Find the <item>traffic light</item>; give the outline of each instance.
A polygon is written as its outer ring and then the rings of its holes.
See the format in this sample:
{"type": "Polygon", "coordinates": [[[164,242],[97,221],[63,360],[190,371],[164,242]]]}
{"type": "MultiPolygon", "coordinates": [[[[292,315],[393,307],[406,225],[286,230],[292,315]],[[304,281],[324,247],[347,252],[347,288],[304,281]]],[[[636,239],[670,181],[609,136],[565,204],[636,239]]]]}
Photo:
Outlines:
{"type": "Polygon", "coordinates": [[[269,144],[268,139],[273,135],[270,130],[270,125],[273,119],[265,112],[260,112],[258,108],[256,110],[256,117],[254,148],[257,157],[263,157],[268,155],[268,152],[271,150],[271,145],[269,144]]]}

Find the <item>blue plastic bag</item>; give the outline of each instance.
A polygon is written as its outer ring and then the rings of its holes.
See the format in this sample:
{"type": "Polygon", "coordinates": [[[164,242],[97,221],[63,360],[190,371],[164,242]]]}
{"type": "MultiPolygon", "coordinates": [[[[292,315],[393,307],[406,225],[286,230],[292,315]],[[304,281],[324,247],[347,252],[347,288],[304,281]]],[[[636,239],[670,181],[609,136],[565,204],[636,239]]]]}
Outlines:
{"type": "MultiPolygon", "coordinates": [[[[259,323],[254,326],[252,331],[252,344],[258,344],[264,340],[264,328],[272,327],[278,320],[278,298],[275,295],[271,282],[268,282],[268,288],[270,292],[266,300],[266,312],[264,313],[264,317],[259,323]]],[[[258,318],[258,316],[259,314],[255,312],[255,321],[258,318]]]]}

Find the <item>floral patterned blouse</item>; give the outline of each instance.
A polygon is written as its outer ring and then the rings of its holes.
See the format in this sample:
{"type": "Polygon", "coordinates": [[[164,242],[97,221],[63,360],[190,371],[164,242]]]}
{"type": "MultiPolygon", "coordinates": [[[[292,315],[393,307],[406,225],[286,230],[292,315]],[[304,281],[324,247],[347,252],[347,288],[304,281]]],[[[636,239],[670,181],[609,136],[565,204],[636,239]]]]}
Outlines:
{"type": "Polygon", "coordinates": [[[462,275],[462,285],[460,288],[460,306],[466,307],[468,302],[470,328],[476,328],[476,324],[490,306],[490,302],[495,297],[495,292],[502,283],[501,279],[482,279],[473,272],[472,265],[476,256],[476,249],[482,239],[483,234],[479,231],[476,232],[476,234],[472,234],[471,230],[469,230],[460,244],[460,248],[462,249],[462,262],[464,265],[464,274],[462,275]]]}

________________

■ What you should do
Copy all of the records above line for line, leaving every character unchanged.

■ Exercise answer
Find the <item>traffic light</item>; give the outline of each instance.
A polygon is written as its outer ring and then the rings of its holes.
See the format in this sample:
{"type": "Polygon", "coordinates": [[[164,242],[97,221],[63,360],[190,371],[164,242]]]}
{"type": "MultiPolygon", "coordinates": [[[[292,315],[393,307],[406,225],[286,230],[292,315]],[[304,281],[324,247],[347,252],[347,288],[304,281]]],[[[636,239],[670,181],[609,136],[565,204],[636,239]]]]}
Photo:
Outlines:
{"type": "Polygon", "coordinates": [[[269,144],[268,139],[273,135],[270,130],[270,125],[273,119],[265,112],[260,112],[258,108],[256,110],[256,117],[254,148],[257,157],[263,157],[268,155],[268,152],[271,150],[271,145],[269,144]]]}

Find the <item>blue plastic bag</item>; give the outline of each instance.
A polygon is written as its outer ring and then the rings of its holes.
See the format in this sample:
{"type": "Polygon", "coordinates": [[[164,242],[97,221],[63,360],[190,371],[164,242]]]}
{"type": "MultiPolygon", "coordinates": [[[[292,315],[393,307],[406,225],[286,230],[292,315]],[[304,281],[324,247],[347,252],[347,288],[304,281]]],[[[636,239],[670,181],[609,136],[565,204],[636,239]]]]}
Outlines:
{"type": "MultiPolygon", "coordinates": [[[[259,323],[254,326],[252,331],[252,344],[258,344],[264,340],[264,328],[272,327],[278,320],[278,298],[275,295],[271,282],[268,282],[268,288],[270,292],[266,300],[266,312],[264,313],[264,317],[259,323]]],[[[258,318],[258,316],[259,314],[255,312],[255,321],[258,318]]]]}

Find the <item>floral patterned blouse</item>; give the outline of each instance.
A polygon is written as its outer ring and then the rings of its holes.
See the format in this sample:
{"type": "Polygon", "coordinates": [[[164,242],[97,221],[63,360],[190,371],[164,242]]]}
{"type": "MultiPolygon", "coordinates": [[[[292,315],[393,307],[406,225],[286,230],[292,315]],[[304,281],[324,247],[347,252],[347,288],[304,281]]],[[[636,239],[670,181],[609,136],[565,204],[636,239]]]]}
Outlines:
{"type": "Polygon", "coordinates": [[[462,275],[462,285],[460,288],[460,306],[466,307],[468,302],[470,328],[476,328],[476,324],[490,306],[490,302],[495,297],[495,292],[502,283],[501,279],[482,279],[473,272],[472,265],[476,256],[476,249],[482,239],[483,234],[479,231],[476,232],[476,234],[472,234],[471,230],[469,230],[460,244],[460,248],[462,249],[462,262],[464,265],[464,274],[462,275]]]}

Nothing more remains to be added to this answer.